- Work required -
Exactly reproduce the entries, dropping any pictures from your copy.

━━━━━━━━━━━━━━━━

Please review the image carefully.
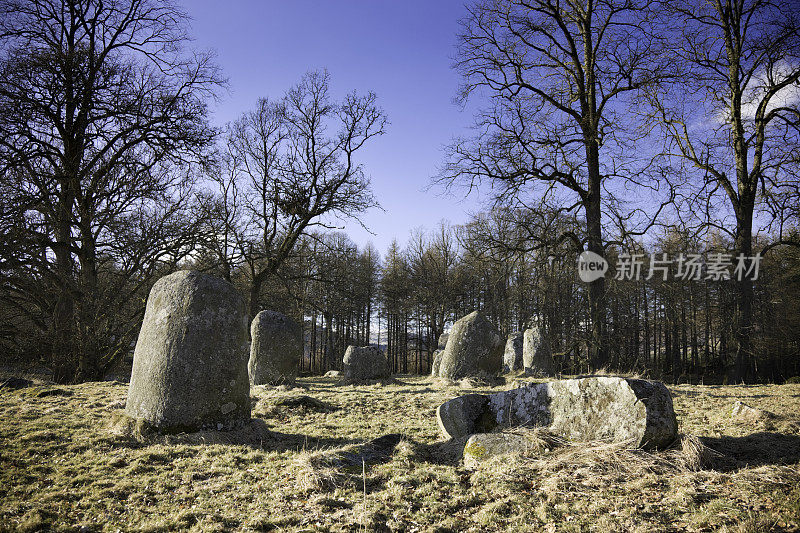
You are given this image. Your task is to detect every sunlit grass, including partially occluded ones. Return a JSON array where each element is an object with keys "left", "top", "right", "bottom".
[{"left": 0, "top": 376, "right": 800, "bottom": 532}]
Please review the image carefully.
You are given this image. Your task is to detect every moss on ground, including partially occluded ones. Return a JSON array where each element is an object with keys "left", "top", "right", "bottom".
[{"left": 0, "top": 376, "right": 800, "bottom": 531}]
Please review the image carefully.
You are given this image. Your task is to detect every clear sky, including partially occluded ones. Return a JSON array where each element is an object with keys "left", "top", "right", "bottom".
[{"left": 183, "top": 0, "right": 488, "bottom": 254}]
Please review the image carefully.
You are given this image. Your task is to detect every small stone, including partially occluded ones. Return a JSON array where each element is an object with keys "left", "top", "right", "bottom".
[
  {"left": 439, "top": 311, "right": 504, "bottom": 381},
  {"left": 464, "top": 433, "right": 547, "bottom": 468},
  {"left": 247, "top": 311, "right": 303, "bottom": 385},
  {"left": 342, "top": 346, "right": 389, "bottom": 383},
  {"left": 431, "top": 350, "right": 444, "bottom": 377},
  {"left": 125, "top": 270, "right": 250, "bottom": 431},
  {"left": 503, "top": 331, "right": 523, "bottom": 372},
  {"left": 436, "top": 333, "right": 450, "bottom": 350},
  {"left": 522, "top": 327, "right": 555, "bottom": 376}
]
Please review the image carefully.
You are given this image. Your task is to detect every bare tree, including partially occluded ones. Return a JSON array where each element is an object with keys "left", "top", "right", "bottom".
[
  {"left": 227, "top": 72, "right": 387, "bottom": 315},
  {"left": 0, "top": 0, "right": 220, "bottom": 381},
  {"left": 439, "top": 0, "right": 664, "bottom": 367},
  {"left": 653, "top": 0, "right": 800, "bottom": 379}
]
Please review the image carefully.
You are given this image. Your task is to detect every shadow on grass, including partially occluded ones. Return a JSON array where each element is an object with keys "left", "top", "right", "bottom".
[
  {"left": 700, "top": 431, "right": 800, "bottom": 472},
  {"left": 108, "top": 413, "right": 360, "bottom": 452}
]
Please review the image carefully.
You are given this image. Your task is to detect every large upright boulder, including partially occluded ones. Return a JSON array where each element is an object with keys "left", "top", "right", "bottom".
[
  {"left": 342, "top": 346, "right": 389, "bottom": 382},
  {"left": 522, "top": 327, "right": 556, "bottom": 376},
  {"left": 439, "top": 311, "right": 503, "bottom": 381},
  {"left": 247, "top": 311, "right": 303, "bottom": 385},
  {"left": 437, "top": 376, "right": 678, "bottom": 448},
  {"left": 125, "top": 270, "right": 250, "bottom": 431},
  {"left": 503, "top": 331, "right": 523, "bottom": 372}
]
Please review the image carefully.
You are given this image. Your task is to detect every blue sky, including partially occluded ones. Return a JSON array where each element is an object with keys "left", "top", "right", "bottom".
[{"left": 183, "top": 0, "right": 479, "bottom": 254}]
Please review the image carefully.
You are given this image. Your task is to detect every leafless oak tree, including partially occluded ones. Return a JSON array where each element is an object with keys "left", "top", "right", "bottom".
[
  {"left": 653, "top": 0, "right": 800, "bottom": 379},
  {"left": 438, "top": 0, "right": 665, "bottom": 367},
  {"left": 217, "top": 72, "right": 387, "bottom": 316}
]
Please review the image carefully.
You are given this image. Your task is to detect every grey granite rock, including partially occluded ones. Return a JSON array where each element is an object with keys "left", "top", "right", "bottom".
[
  {"left": 247, "top": 311, "right": 303, "bottom": 385},
  {"left": 522, "top": 327, "right": 555, "bottom": 376},
  {"left": 503, "top": 331, "right": 523, "bottom": 372},
  {"left": 431, "top": 350, "right": 444, "bottom": 378},
  {"left": 125, "top": 270, "right": 250, "bottom": 431},
  {"left": 342, "top": 346, "right": 389, "bottom": 382},
  {"left": 437, "top": 376, "right": 678, "bottom": 448},
  {"left": 439, "top": 311, "right": 504, "bottom": 381}
]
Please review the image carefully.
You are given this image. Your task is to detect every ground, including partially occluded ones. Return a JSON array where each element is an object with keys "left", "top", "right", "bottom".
[{"left": 0, "top": 376, "right": 800, "bottom": 533}]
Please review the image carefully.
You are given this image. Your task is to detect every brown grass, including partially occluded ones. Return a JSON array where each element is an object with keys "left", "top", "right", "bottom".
[{"left": 0, "top": 376, "right": 800, "bottom": 532}]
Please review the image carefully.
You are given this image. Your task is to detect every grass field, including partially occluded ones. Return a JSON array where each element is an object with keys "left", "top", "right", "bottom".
[{"left": 0, "top": 376, "right": 800, "bottom": 533}]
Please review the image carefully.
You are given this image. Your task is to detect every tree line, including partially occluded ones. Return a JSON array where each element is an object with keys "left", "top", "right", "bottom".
[{"left": 0, "top": 0, "right": 800, "bottom": 382}]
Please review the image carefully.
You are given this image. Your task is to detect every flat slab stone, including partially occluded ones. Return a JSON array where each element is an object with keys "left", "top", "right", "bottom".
[
  {"left": 437, "top": 376, "right": 678, "bottom": 448},
  {"left": 464, "top": 433, "right": 542, "bottom": 468}
]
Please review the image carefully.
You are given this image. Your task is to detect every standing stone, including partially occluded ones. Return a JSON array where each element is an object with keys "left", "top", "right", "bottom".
[
  {"left": 431, "top": 350, "right": 444, "bottom": 378},
  {"left": 247, "top": 311, "right": 303, "bottom": 385},
  {"left": 503, "top": 331, "right": 523, "bottom": 372},
  {"left": 437, "top": 376, "right": 678, "bottom": 448},
  {"left": 439, "top": 311, "right": 503, "bottom": 381},
  {"left": 125, "top": 270, "right": 250, "bottom": 431},
  {"left": 342, "top": 346, "right": 389, "bottom": 382},
  {"left": 437, "top": 333, "right": 450, "bottom": 350},
  {"left": 522, "top": 327, "right": 556, "bottom": 376}
]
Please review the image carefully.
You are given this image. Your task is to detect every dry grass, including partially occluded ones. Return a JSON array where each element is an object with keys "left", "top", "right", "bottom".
[{"left": 0, "top": 376, "right": 800, "bottom": 532}]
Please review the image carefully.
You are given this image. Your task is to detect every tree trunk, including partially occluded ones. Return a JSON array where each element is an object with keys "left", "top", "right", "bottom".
[{"left": 585, "top": 148, "right": 608, "bottom": 369}]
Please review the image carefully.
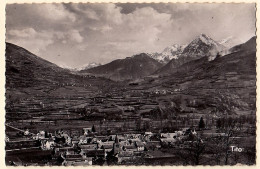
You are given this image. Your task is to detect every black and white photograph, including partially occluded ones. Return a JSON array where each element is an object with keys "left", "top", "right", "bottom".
[{"left": 2, "top": 2, "right": 257, "bottom": 166}]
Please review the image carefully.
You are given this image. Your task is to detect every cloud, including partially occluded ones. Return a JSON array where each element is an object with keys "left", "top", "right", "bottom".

━━━━━━━━━━━━━━━━

- Response to the task -
Please review the image carefully.
You are given this image. Your task is to detect every sunlit grass, including partially occluded ones. Return a JSON array where each element is an object with keys "left", "top", "right", "bottom".
[{"left": 0, "top": 376, "right": 800, "bottom": 532}]
Please review the image carefully.
You are given this image. Your task is to detect every moss on ground, including partially occluded ones. Return a JSON array where each element is an object with keys "left", "top", "right", "bottom".
[{"left": 0, "top": 376, "right": 800, "bottom": 531}]
Please review the image carefully.
You are given this image. Your task is to detect every clear sky, including partially occluded ones. Return a JSON array where each element is an object with keys "left", "top", "right", "bottom".
[{"left": 183, "top": 0, "right": 488, "bottom": 254}]
Please review the image carefully.
You are given this image. Your task is to detect every small stone, including partially occluded ones. Return a JSON array where each element is an object with keys "left", "top", "right", "bottom".
[
  {"left": 439, "top": 311, "right": 504, "bottom": 381},
  {"left": 464, "top": 433, "right": 547, "bottom": 468},
  {"left": 247, "top": 311, "right": 303, "bottom": 385},
  {"left": 342, "top": 346, "right": 389, "bottom": 383},
  {"left": 431, "top": 350, "right": 444, "bottom": 377},
  {"left": 125, "top": 270, "right": 250, "bottom": 431},
  {"left": 503, "top": 331, "right": 523, "bottom": 372},
  {"left": 436, "top": 333, "right": 450, "bottom": 350},
  {"left": 522, "top": 327, "right": 555, "bottom": 376}
]
Please review the image carefully.
You are given this image. Your task is to detect every bare tree, including partially occluded ones. Return a JSON array where each element is an object with keys "left", "top", "right", "bottom".
[
  {"left": 227, "top": 72, "right": 387, "bottom": 315},
  {"left": 0, "top": 0, "right": 220, "bottom": 381},
  {"left": 439, "top": 0, "right": 664, "bottom": 367},
  {"left": 653, "top": 0, "right": 800, "bottom": 379}
]
Please review the image carefully.
You are given this image. Your task is to detect every shadow on grass, including partially occluded ones. Return a JSON array where each element is an object with keys "left", "top", "right", "bottom".
[
  {"left": 700, "top": 431, "right": 800, "bottom": 472},
  {"left": 108, "top": 413, "right": 360, "bottom": 452}
]
Please review the image carefully.
You are given this image. Your task is to detect every large upright boulder, including partially occluded ones. Return a JSON array where each element is an object with keys "left", "top", "right", "bottom".
[
  {"left": 342, "top": 346, "right": 389, "bottom": 382},
  {"left": 522, "top": 327, "right": 556, "bottom": 376},
  {"left": 439, "top": 311, "right": 503, "bottom": 381},
  {"left": 247, "top": 311, "right": 303, "bottom": 385},
  {"left": 437, "top": 376, "right": 678, "bottom": 448},
  {"left": 125, "top": 270, "right": 250, "bottom": 431},
  {"left": 503, "top": 331, "right": 523, "bottom": 372}
]
Please review the image carefully.
You are given this image. Your task is to detect every blue sky, including partially occluded ones. Return a JSON array where each element is an object with keys "left", "top", "right", "bottom".
[{"left": 183, "top": 0, "right": 479, "bottom": 254}]
Please review the image carefully.
You are given this image. Your task is to detect every leafless oak tree, including partially occluded ones. Return a JSON array where each element is an object with keys "left", "top", "right", "bottom".
[
  {"left": 653, "top": 0, "right": 800, "bottom": 379},
  {"left": 438, "top": 0, "right": 665, "bottom": 367},
  {"left": 217, "top": 72, "right": 387, "bottom": 316}
]
Please review the image carefully.
You are given this image. Your task is to detect every grey granite rock, including partially occluded ones. Return a JSON array where each element is an object with keys "left", "top", "right", "bottom".
[
  {"left": 247, "top": 311, "right": 303, "bottom": 385},
  {"left": 522, "top": 327, "right": 555, "bottom": 376},
  {"left": 503, "top": 331, "right": 523, "bottom": 372},
  {"left": 431, "top": 350, "right": 444, "bottom": 378},
  {"left": 125, "top": 270, "right": 250, "bottom": 431},
  {"left": 342, "top": 346, "right": 389, "bottom": 382},
  {"left": 437, "top": 376, "right": 678, "bottom": 448},
  {"left": 439, "top": 311, "right": 504, "bottom": 381}
]
Please review the image carefully.
You are given this image. Your task is to detect every ground, including partially occluded ones. Return a JSON array where each element is an object with keys "left", "top", "right", "bottom".
[{"left": 0, "top": 376, "right": 800, "bottom": 533}]
Please review the image carefully.
You are given this image. Your task is to detect every brown grass, including partially occluded ones. Return a JSON array where each element is an object with keys "left", "top", "right", "bottom".
[{"left": 0, "top": 376, "right": 800, "bottom": 532}]
Please review the image carefully.
You are given this image. Your task is to detect every grass field, including partially occluded ones. Return a JSON array where each element is an object with keys "left", "top", "right", "bottom".
[{"left": 0, "top": 376, "right": 800, "bottom": 533}]
Please review the image carefully.
You are given this image. Your task is to detect every tree line, including partially occluded ones. Return a JSON array where each element is an object with keys "left", "top", "right", "bottom".
[{"left": 0, "top": 0, "right": 800, "bottom": 382}]
Please review the image carefully.
You are given this image. Your task is to detect every flat slab stone, including partially occluded ones. Return a JSON array where each element is an object with keys "left", "top", "right", "bottom".
[
  {"left": 437, "top": 376, "right": 678, "bottom": 448},
  {"left": 464, "top": 433, "right": 542, "bottom": 468}
]
Please review the image carefully.
You are given this image. Your task is to detect every standing stone, including partially occluded ones. Return a JSON array where each element is an object with keys "left", "top", "right", "bottom".
[
  {"left": 431, "top": 350, "right": 444, "bottom": 378},
  {"left": 247, "top": 311, "right": 303, "bottom": 385},
  {"left": 503, "top": 331, "right": 523, "bottom": 372},
  {"left": 437, "top": 376, "right": 678, "bottom": 448},
  {"left": 439, "top": 311, "right": 503, "bottom": 381},
  {"left": 125, "top": 270, "right": 250, "bottom": 431},
  {"left": 342, "top": 346, "right": 389, "bottom": 382},
  {"left": 437, "top": 333, "right": 450, "bottom": 350},
  {"left": 522, "top": 327, "right": 556, "bottom": 376}
]
Please review the image carefully.
You are given this image. Your task is to detect every dry grass, including partially occluded ones. Return a JSON array where each element is an object with keys "left", "top", "right", "bottom".
[{"left": 0, "top": 376, "right": 800, "bottom": 532}]
Please review the image carefully.
You are given this image. Your task is to detect every tree trunk, including partially occluded ones. Return a JSON array where each element is an object with keys "left", "top", "right", "bottom".
[{"left": 585, "top": 148, "right": 608, "bottom": 369}]
Please review the image carefully.
You are given this image. Your task is to detect every black and white photograph, including partially occluded ones. Return a JSON array where each element is an object with keys "left", "top", "right", "bottom".
[{"left": 2, "top": 2, "right": 257, "bottom": 166}]
Please review the image carefully.
You are given this image. Your task is to detect every cloud, including partially occluded ones. Return a JSON array where each element is an object with keys "left", "top", "right", "bottom".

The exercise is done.